§ Provided passage
--- Start ---

Saturday, April 4, 2020

SQL basics, joins, agg functions



1) Why data is kept in different table, why not a single table with all the data?

- Speed
- fact tables(orders, sales, invoices), dimensional tables(customer data)


Database Normalization

There are essentially three ideas that are aimed at database normalization:
  1. Are the tables storing logical groupings of the data?
  2. Can I make changes in a single location, rather than in many tables for the same information?
  3. Can I access and manipulate data quickly and efficiently?

Having column- is useful when you want to have a similar to where condition on aggregated column which is not possible with WHERE keyword

wrong: where SUM(room_nights)> 10

Correct way: :Having SUM(room_nights)> 10

SELECT COUNT(*) num_reps_above5
FROM(SELECT s.id, s.name, COUNT(*) num_accounts
     FROM accounts a
     JOIN sales_reps s
     ON s.id = a.sales_rep_id
     GROUP BY s.id, s.name
     HAVING COUNT(*) > 5
     ORDER BY num_accounts) AS Table1;



CASE statement examples:

SELECT a.name, SUM(total_amt_usd) total_spent, 
     CASE WHEN SUM(total_amt_usd) > 200000 THEN 'top'
     WHEN  SUM(total_amt_usd) > 100000 THEN 'middle'
     ELSE 'low' END AS customer_level
FROM orders o
JOIN accounts a
ON o.account_id = a.id
WHERE occurred_at > '2015-12-31' 
GROUP BY 1
ORDER BY 2 DESC;

Date_Trunc and DATE_PART functions

SELECT DATE_TRUNC('month', o.occurred_at) ord_date, SUM(o.gloss_amt_usd) tot_spent
FROM orders o 
JOIN accounts a
ON a.id = o.account_id
WHERE a.name = 'Walmart'
GROUP BY 1
ORDER BY 2 DESC
LIMIT 1;



SELECT DATE_PART('year', occurred_at) ord_year,  SUM(total_amt_usd) total_spent
 FROM orders
 GROUP BY 1
 ORDER BY 2 DESC;


case query:

select case
when condition1 then ''
when condition2 then '' end
from table1;



select case
when condition* then case when condition1 then ''
                     case when condition2 then '' end
then
else '' end
from table1



select case
when a+b>c then
case 
when a=b and b=c then 'Equilateral'
when a=b or b=c or a=c then 'Isosceles'
when a!=b and b!=c then 'Scalene' end
else 'Not A Triangle' end

from triangles;

SET @number = 21;

SELECT REPEAT('* ', @number := @number - 1) FROM information_schema.tables WHERE @number > 0;

Wednesday, April 1, 2020

Big Data EcoSystem and Spark


Parallel programing: multiple CPU's but one Memory- Shared Memory.

Distributed Programming: Each node with it's own Memory and CUP.

Limitations: We can write all the big data programs with Java, Python but we run into out of memory issues or takes longer time to process.


MapReduce is a programming technique, hadoop MapReduce is a specific implementation of programing technique.

It has 3 stages.

--- End ---

Please extract a passage from the SQL notes word for word, starting at the words "Big Data EcoSystem" and stopping after "has 3 stages.". The records have no connection to the SQL notes.

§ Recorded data
--- Start ---

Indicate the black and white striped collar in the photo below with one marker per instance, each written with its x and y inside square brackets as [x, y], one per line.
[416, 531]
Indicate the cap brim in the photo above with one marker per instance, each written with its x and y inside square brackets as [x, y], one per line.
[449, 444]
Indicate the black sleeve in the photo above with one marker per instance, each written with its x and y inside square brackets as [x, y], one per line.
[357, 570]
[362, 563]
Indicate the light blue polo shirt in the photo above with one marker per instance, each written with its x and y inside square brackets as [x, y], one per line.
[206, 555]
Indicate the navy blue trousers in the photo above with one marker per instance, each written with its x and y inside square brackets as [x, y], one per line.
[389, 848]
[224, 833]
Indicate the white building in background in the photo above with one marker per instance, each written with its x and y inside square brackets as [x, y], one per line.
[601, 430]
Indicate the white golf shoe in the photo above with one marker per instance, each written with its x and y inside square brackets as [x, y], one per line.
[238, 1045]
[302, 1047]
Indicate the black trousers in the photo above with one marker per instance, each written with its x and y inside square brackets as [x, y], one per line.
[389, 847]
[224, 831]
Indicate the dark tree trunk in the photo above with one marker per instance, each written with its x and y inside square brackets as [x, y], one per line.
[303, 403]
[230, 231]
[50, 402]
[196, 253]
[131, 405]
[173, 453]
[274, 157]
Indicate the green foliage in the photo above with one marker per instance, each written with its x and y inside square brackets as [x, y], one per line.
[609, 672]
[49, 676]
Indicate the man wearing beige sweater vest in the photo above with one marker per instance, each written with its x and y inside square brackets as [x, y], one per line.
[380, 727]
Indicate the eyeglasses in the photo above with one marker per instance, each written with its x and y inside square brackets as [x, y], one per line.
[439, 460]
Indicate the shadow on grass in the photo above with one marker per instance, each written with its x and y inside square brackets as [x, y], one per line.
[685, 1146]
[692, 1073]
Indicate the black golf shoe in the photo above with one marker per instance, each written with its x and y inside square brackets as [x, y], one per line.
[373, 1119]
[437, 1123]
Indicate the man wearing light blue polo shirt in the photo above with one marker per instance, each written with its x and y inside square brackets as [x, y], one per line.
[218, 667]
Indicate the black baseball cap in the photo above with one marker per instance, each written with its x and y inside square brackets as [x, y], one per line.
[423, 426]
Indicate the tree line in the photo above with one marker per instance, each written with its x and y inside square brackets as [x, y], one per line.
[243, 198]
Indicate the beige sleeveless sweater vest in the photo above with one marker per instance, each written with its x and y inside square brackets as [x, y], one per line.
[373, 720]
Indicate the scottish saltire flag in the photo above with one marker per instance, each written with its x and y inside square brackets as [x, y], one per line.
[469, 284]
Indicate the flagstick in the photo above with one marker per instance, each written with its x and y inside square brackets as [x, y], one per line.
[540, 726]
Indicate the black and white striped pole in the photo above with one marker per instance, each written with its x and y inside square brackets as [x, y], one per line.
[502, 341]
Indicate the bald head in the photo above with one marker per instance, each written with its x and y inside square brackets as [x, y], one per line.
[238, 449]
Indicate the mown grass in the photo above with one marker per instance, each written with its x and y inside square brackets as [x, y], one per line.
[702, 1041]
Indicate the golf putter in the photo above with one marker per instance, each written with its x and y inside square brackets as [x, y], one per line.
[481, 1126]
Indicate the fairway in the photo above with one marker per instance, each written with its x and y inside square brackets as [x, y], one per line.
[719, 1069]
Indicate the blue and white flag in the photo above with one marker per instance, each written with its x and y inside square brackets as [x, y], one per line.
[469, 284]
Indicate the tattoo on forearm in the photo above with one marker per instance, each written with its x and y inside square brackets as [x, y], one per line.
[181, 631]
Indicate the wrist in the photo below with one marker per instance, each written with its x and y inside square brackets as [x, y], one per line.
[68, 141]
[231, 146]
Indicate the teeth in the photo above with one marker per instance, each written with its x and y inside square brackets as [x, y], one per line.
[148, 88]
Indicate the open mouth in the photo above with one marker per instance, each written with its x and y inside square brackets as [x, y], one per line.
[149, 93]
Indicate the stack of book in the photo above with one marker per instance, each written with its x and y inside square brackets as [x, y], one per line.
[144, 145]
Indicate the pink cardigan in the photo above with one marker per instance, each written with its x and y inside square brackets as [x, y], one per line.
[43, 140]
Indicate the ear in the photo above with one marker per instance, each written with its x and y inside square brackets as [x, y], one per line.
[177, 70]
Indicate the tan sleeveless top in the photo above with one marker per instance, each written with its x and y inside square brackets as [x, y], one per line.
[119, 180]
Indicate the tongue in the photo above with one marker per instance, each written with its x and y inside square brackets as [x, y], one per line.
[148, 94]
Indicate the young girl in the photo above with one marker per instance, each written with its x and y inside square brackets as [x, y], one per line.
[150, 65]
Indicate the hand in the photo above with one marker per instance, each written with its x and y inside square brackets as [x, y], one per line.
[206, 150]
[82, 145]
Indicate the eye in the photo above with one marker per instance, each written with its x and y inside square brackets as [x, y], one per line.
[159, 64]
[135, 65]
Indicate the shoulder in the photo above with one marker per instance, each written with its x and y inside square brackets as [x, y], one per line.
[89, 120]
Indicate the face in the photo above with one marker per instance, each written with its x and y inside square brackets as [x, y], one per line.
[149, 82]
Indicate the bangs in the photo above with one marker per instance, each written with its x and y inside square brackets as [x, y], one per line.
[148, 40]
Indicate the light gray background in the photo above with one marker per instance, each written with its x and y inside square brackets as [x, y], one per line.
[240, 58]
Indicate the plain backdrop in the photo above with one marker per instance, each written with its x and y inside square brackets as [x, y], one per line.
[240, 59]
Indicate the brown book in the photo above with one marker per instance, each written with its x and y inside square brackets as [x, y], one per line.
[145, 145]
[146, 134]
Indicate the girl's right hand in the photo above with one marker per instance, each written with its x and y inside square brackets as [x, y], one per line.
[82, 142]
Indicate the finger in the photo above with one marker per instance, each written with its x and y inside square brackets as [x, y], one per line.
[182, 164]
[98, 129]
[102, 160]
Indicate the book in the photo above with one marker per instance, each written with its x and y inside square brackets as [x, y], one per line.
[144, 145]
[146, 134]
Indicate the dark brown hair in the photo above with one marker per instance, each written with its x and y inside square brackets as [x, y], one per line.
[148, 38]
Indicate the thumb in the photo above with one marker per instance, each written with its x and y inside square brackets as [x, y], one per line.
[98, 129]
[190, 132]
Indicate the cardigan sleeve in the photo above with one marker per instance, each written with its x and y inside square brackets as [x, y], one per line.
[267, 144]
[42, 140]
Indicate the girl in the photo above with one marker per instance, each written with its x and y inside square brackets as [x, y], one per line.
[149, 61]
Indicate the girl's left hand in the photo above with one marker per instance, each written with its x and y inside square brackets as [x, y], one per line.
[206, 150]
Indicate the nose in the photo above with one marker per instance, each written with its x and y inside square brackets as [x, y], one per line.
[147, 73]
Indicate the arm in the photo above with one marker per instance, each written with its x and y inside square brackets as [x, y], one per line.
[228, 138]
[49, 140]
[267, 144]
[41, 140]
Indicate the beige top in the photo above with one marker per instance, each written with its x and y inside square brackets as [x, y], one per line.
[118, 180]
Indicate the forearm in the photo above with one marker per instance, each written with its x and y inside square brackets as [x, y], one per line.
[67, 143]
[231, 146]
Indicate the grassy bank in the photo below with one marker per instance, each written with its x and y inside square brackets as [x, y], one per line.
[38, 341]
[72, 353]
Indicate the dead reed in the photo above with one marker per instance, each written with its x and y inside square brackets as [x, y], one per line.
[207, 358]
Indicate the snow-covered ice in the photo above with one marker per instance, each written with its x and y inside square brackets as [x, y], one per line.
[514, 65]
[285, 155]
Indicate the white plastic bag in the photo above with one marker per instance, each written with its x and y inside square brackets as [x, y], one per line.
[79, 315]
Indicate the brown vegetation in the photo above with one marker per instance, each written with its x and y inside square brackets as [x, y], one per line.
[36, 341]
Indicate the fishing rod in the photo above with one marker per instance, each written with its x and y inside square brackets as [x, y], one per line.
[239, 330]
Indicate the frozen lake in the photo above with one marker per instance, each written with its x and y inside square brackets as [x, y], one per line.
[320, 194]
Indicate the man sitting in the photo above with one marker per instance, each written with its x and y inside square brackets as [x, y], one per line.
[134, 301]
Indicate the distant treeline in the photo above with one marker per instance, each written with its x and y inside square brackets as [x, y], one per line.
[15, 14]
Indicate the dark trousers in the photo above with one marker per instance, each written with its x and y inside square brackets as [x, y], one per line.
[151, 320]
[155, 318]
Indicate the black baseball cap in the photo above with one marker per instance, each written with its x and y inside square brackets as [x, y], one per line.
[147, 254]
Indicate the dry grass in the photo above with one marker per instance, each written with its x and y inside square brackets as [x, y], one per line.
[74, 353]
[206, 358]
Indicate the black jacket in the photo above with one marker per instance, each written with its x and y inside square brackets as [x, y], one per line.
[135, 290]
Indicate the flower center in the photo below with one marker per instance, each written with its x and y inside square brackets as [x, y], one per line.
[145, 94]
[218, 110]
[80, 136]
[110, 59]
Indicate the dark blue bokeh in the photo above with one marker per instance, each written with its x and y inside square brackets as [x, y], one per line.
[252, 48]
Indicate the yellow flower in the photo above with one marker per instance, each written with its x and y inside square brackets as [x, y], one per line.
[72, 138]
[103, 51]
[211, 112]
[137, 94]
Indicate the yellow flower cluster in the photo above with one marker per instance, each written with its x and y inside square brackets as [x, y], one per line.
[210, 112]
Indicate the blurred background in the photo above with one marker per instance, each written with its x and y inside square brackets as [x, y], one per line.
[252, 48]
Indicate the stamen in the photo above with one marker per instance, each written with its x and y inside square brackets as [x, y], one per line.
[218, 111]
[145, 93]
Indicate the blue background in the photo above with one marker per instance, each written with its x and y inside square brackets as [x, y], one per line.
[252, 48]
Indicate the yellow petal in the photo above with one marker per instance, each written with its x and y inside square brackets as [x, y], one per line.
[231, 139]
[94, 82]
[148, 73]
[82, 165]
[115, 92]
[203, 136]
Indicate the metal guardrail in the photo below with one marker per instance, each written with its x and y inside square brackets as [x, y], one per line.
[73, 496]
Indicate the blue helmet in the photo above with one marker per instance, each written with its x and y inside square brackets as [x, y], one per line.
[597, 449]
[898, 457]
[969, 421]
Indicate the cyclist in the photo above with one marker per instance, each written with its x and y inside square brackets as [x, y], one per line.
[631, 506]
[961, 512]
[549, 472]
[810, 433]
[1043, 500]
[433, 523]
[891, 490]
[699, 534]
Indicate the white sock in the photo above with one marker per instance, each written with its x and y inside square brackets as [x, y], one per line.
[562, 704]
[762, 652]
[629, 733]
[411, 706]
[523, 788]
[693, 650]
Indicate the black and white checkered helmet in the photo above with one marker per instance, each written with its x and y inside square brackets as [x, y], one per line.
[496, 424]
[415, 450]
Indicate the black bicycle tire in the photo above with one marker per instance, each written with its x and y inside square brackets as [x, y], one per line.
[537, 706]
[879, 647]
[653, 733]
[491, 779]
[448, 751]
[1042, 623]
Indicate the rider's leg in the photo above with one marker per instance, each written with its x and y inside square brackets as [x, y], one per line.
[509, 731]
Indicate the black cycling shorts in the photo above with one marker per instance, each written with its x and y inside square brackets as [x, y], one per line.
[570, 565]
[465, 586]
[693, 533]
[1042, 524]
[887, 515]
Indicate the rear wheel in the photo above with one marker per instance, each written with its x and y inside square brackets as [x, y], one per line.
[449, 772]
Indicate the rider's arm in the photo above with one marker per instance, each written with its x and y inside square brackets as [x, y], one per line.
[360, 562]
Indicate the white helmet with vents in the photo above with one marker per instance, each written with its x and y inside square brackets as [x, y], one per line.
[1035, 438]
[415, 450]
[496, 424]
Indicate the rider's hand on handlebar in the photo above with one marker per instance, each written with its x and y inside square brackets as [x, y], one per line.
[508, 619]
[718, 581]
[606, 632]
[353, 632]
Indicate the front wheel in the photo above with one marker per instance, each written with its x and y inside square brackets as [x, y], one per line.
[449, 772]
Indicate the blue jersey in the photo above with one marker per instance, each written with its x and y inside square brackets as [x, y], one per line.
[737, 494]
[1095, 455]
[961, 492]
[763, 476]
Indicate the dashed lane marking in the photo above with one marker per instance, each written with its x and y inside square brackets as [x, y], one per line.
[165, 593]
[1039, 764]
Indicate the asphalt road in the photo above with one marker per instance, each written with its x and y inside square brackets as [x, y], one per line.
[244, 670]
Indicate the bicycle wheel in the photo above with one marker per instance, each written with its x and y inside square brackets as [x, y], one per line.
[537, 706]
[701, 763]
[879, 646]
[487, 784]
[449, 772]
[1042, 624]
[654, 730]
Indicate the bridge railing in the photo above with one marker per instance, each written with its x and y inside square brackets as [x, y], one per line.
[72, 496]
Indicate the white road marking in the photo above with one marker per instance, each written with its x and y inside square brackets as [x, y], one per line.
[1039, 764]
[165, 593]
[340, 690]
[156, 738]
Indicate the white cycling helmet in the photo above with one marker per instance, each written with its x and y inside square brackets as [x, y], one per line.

--- End ---

§ Result
Big Data EcoSystem and Spark


Parallel programing: multiple CPU's but one Memory- Shared Memory.

Distributed Programming: Each node with it's own Memory and CUP.

Limitations: We can write all the big data programs with Java, Python but we run into out of memory issues or takes longer time to process.


MapReduce is a programming technique, hadoop MapReduce is a specific implementation of programing technique.

It has 3 stages.